++++ Listed entries ++++

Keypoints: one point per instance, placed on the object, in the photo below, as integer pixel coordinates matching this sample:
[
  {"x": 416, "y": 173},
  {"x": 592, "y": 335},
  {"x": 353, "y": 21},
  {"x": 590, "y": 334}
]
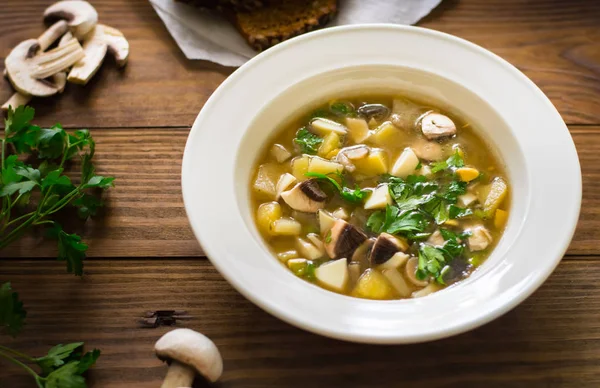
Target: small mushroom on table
[{"x": 188, "y": 353}]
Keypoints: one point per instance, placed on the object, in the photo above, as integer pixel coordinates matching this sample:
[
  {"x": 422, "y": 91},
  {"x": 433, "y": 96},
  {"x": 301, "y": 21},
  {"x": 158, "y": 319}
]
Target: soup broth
[{"x": 380, "y": 197}]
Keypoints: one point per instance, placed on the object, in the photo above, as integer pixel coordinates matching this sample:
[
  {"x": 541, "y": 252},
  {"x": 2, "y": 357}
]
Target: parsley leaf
[
  {"x": 12, "y": 313},
  {"x": 307, "y": 141},
  {"x": 454, "y": 161},
  {"x": 356, "y": 195}
]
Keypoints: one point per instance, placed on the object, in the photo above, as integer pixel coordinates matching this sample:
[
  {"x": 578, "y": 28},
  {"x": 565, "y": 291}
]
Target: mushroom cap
[
  {"x": 18, "y": 68},
  {"x": 79, "y": 15},
  {"x": 191, "y": 348}
]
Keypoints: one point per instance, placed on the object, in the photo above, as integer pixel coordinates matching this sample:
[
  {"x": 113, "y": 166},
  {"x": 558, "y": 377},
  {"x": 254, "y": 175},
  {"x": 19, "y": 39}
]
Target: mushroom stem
[
  {"x": 51, "y": 34},
  {"x": 16, "y": 100},
  {"x": 178, "y": 375}
]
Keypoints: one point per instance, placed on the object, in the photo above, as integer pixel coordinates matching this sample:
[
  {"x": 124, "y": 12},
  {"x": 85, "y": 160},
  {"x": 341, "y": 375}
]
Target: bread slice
[
  {"x": 281, "y": 20},
  {"x": 228, "y": 5}
]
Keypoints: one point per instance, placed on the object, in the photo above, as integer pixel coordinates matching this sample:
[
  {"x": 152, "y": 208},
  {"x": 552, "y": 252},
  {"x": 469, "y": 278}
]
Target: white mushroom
[
  {"x": 435, "y": 125},
  {"x": 95, "y": 45},
  {"x": 188, "y": 353},
  {"x": 26, "y": 69},
  {"x": 479, "y": 239},
  {"x": 343, "y": 240},
  {"x": 79, "y": 15},
  {"x": 306, "y": 197}
]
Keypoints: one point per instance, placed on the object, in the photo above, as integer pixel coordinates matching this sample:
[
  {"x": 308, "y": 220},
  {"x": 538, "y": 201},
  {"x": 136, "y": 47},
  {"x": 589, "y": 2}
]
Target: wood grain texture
[
  {"x": 551, "y": 340},
  {"x": 145, "y": 214},
  {"x": 553, "y": 42}
]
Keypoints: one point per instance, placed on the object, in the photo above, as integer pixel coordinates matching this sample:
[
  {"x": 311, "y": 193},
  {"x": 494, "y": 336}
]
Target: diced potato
[
  {"x": 467, "y": 174},
  {"x": 300, "y": 167},
  {"x": 394, "y": 262},
  {"x": 341, "y": 213},
  {"x": 280, "y": 153},
  {"x": 322, "y": 127},
  {"x": 358, "y": 129},
  {"x": 330, "y": 142},
  {"x": 429, "y": 289},
  {"x": 287, "y": 255},
  {"x": 387, "y": 134},
  {"x": 492, "y": 196},
  {"x": 315, "y": 239},
  {"x": 298, "y": 266},
  {"x": 285, "y": 181},
  {"x": 326, "y": 221},
  {"x": 323, "y": 166},
  {"x": 308, "y": 250},
  {"x": 286, "y": 227},
  {"x": 266, "y": 214},
  {"x": 500, "y": 218},
  {"x": 398, "y": 282},
  {"x": 379, "y": 198},
  {"x": 467, "y": 199},
  {"x": 373, "y": 165},
  {"x": 353, "y": 272},
  {"x": 373, "y": 285},
  {"x": 266, "y": 180},
  {"x": 425, "y": 171},
  {"x": 333, "y": 275},
  {"x": 479, "y": 239},
  {"x": 332, "y": 154},
  {"x": 406, "y": 163}
]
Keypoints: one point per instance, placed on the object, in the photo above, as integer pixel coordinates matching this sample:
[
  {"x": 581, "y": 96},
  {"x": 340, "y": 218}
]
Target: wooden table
[{"x": 143, "y": 255}]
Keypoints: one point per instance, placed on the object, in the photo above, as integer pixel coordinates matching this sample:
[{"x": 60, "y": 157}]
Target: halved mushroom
[
  {"x": 435, "y": 126},
  {"x": 27, "y": 70},
  {"x": 95, "y": 45},
  {"x": 343, "y": 240},
  {"x": 306, "y": 196},
  {"x": 384, "y": 248},
  {"x": 79, "y": 15}
]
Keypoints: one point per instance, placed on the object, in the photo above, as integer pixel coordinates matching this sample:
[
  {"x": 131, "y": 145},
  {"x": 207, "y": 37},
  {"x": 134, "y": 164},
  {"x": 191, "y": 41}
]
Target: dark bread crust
[{"x": 282, "y": 20}]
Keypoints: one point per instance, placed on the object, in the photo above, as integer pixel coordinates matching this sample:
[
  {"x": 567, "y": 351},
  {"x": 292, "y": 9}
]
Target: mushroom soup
[{"x": 380, "y": 198}]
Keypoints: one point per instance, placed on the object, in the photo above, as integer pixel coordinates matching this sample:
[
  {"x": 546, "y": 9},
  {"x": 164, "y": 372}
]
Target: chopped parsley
[
  {"x": 356, "y": 195},
  {"x": 454, "y": 161},
  {"x": 307, "y": 141}
]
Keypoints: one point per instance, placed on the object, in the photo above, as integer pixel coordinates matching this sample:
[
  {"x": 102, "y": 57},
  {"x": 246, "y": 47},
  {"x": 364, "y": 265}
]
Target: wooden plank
[
  {"x": 551, "y": 340},
  {"x": 553, "y": 42},
  {"x": 145, "y": 214}
]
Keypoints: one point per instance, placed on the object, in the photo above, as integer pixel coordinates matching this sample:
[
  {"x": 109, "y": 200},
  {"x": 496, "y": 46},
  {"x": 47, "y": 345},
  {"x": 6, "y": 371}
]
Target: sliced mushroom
[
  {"x": 79, "y": 15},
  {"x": 377, "y": 111},
  {"x": 428, "y": 150},
  {"x": 344, "y": 240},
  {"x": 26, "y": 69},
  {"x": 384, "y": 248},
  {"x": 188, "y": 353},
  {"x": 435, "y": 126},
  {"x": 95, "y": 45},
  {"x": 479, "y": 239},
  {"x": 411, "y": 272},
  {"x": 306, "y": 196}
]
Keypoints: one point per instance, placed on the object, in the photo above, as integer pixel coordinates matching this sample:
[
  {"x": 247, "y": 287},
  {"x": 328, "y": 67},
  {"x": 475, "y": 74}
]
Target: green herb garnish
[
  {"x": 356, "y": 195},
  {"x": 307, "y": 141},
  {"x": 21, "y": 184}
]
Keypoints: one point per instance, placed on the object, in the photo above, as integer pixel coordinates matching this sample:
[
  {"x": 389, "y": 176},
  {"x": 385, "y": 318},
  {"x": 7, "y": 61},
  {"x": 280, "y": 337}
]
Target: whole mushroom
[{"x": 188, "y": 353}]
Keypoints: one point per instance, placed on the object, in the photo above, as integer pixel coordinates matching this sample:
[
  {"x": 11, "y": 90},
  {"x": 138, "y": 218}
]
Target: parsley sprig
[
  {"x": 44, "y": 190},
  {"x": 356, "y": 195},
  {"x": 62, "y": 366}
]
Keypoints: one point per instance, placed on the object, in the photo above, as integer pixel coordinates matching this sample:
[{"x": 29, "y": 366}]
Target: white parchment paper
[{"x": 204, "y": 35}]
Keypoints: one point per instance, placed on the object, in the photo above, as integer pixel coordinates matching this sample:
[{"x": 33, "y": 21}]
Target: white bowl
[{"x": 511, "y": 112}]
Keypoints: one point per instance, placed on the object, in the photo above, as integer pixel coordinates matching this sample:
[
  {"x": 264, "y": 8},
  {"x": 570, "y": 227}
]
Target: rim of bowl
[{"x": 481, "y": 314}]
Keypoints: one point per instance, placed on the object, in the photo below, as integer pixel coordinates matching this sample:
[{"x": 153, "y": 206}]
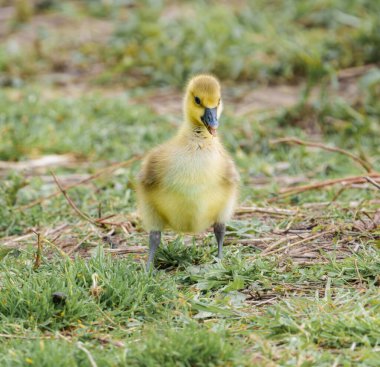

++++

Request:
Please show each line in the items above that contains the word "mushroom", copying every such line in full.

Result below:
Target: small mushroom on table
Target: mushroom cap
Target: mushroom stem
Target: white mushroom
Target: halved mushroom
Target: mushroom soup
Target: sliced mushroom
Target: whole mushroom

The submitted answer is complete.